What is asked
Output the material below unchanged, apart from leaving out the pictures.
# Materials provided start
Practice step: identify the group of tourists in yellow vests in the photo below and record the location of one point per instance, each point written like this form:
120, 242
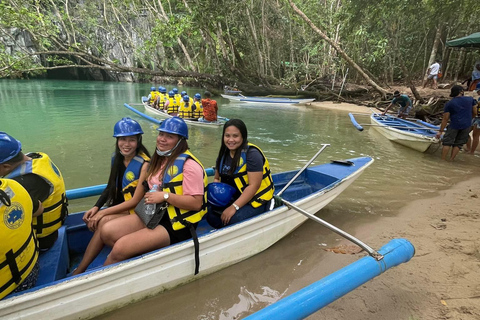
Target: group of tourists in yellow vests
176, 104
33, 207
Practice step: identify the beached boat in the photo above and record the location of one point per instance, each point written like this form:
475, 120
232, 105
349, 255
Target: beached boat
407, 133
264, 100
231, 90
101, 289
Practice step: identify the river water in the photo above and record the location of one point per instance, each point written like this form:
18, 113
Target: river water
72, 121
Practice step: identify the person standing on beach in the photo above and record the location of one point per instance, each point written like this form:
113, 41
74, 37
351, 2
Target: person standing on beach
405, 104
460, 111
210, 108
432, 74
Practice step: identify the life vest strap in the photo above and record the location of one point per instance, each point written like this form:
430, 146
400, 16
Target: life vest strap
40, 225
196, 244
10, 260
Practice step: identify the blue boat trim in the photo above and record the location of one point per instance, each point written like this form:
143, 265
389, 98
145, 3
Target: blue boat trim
312, 298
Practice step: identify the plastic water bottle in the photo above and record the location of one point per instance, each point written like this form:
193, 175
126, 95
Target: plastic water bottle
150, 207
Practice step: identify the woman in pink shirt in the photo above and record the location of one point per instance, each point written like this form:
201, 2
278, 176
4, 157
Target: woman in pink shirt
181, 181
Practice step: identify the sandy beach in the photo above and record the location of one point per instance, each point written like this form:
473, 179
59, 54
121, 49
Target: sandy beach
442, 280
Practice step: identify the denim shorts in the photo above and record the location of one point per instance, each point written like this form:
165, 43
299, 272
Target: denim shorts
456, 138
476, 122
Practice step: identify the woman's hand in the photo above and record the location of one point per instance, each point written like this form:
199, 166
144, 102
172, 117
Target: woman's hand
154, 197
93, 222
228, 214
89, 214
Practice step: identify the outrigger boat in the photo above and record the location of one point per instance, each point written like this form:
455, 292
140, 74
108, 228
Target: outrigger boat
418, 135
104, 288
162, 114
264, 100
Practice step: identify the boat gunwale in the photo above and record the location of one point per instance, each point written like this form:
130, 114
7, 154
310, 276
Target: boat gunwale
119, 270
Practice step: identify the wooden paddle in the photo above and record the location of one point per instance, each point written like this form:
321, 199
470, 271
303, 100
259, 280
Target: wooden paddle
373, 253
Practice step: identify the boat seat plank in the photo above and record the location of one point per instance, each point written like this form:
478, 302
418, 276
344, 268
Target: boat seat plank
54, 263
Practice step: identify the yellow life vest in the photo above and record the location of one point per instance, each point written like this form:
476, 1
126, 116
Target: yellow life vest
131, 176
185, 110
161, 101
172, 106
198, 112
153, 97
172, 182
266, 189
18, 245
55, 206
178, 98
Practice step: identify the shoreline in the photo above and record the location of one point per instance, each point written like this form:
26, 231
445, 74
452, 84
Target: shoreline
441, 280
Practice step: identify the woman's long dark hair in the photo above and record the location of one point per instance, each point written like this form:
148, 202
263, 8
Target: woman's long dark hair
116, 169
157, 160
240, 125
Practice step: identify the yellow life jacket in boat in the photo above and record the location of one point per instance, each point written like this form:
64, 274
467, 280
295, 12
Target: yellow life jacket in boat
153, 97
198, 110
172, 182
178, 98
240, 176
161, 101
185, 110
172, 105
55, 206
131, 176
18, 245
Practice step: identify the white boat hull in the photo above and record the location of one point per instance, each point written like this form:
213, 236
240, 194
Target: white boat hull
107, 289
411, 140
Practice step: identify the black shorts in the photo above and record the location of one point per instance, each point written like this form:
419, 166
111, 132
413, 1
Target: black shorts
456, 138
175, 235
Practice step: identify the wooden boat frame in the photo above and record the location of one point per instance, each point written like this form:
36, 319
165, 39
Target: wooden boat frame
107, 288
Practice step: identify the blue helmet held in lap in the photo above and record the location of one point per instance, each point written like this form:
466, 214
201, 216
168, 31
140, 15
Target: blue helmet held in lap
9, 147
127, 127
174, 125
220, 194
# Materials provided end
Correct output
Practice step: identify the group of tourists in yellow vests in the photo below and record the location of one point per instance, each point written like this form:
120, 242
Target: group of tourists in yellow vests
176, 104
33, 207
Practice step: identify the beached boat in the photo above and record the location of one point per instance, each point written like this form:
475, 120
232, 105
349, 255
Target: beached boat
407, 133
264, 100
231, 90
101, 289
Practice step: identify the river water in the photo above and record the location of one point per instance, each point written like this form:
18, 113
Target: river water
72, 121
Practice step: identify the person standing on beach in the photo above and record the location of one point per instance, each point written like this form:
113, 41
74, 37
351, 2
Target: person standing on beach
405, 104
460, 111
210, 108
432, 74
Practice step: identify the life vest strap in the photo above and record the location of one point per instance, each point written like this form:
430, 146
400, 16
Target: life vest strap
40, 225
196, 244
10, 260
Practice step: identify the blue boat trim in the photo above and record the location of one point per instance, each point written like this form:
143, 265
389, 98
145, 3
Target: blue boat trim
312, 298
Practice step: identify the plastic water bottle in the photo above and record the location of one point per instance, each point written like this form:
193, 175
126, 95
Target: plastic water bottle
150, 207
Practice step: identify the woman in pink shirt in the photo above and record the location of one point per instance, each point written like this form:
201, 2
278, 176
4, 157
Target: woman in pink shirt
181, 181
Practice step: identify the sandy beach in the photo above and record the location of one point per instance, each point written like this form:
473, 179
59, 54
121, 49
Target: sandy beach
442, 280
Practice step: identify the denim shorts in the photo above and record the location of one point per instance, each point written like this form:
165, 43
299, 272
Target: denim shorts
456, 138
476, 122
Practice step: identify the woman's hand in the photo above and record the location of one point per instance, each point written like this form:
199, 166
144, 102
172, 117
Target: woman's hand
154, 197
93, 222
228, 214
89, 214
Practice step: identify the outrigger boat in the photo above and record the location of one point per instance, each point written like this form:
455, 292
140, 74
108, 228
Target: outrigger boat
418, 135
104, 288
162, 114
264, 100
Practice step: identify the boat gunwale in the photo above and record the location of one point per instance, each point written like this form:
130, 114
7, 154
310, 276
Target: boat gunwale
119, 270
Practice step: identify the wooden paddle in the photo above and record the location of one point per instance, each point written like this form:
321, 199
470, 271
303, 100
259, 280
Target: wooden paddle
373, 253
Practice step: identify the boat seat plank in the photo above and record the location of one point per instance, each point written like this form:
478, 302
418, 276
344, 268
Target: boat seat plank
54, 263
Practice step: identify the yellow life vest in the photo above and record the location of one point per instance, each point written like this form:
476, 1
126, 116
Target: yellow life vest
131, 176
185, 110
161, 101
172, 106
198, 112
153, 97
172, 182
266, 189
18, 245
55, 206
178, 98
Practice step: identify the shoreline in the photo above and record the location of one point per instance, each point written like this form:
26, 231
445, 74
452, 84
Target: shoreline
441, 280
Practice step: identify the woman's long dark hair in the photo above and record the location of one point per instance, each point written like this form:
148, 202
263, 8
Target: woman's long dark hair
116, 169
157, 160
240, 125
Practice step: identify the yellow life jacket in boat in the photo above and record the location of one point per instance, each point written like this form:
64, 274
467, 280
295, 12
Target: yellow life jacket in boat
153, 97
198, 110
172, 182
178, 98
240, 176
161, 101
185, 110
172, 105
55, 206
131, 176
18, 245
Practice step: identify the white boat hull in the photo above and record the location of one point per instance, each point written like this form:
213, 236
240, 194
Target: white boat hull
107, 289
411, 140
Practice step: identify the black shorts in the photo above and record the location of one point per instance, each point written like this form:
419, 166
111, 132
413, 1
Target: black shorts
456, 138
175, 235
Practice step: identify the wooden boat frame in the photo above and record the location of one point per instance, each point written like this form:
36, 319
165, 39
Target: wooden boat frame
107, 288
Practice step: identify the blue helmet held in lap in the photo above and record the location of one point per instance, each point written like this form:
466, 214
201, 216
168, 31
140, 15
Target: blue helmet held in lap
9, 147
127, 127
174, 125
220, 194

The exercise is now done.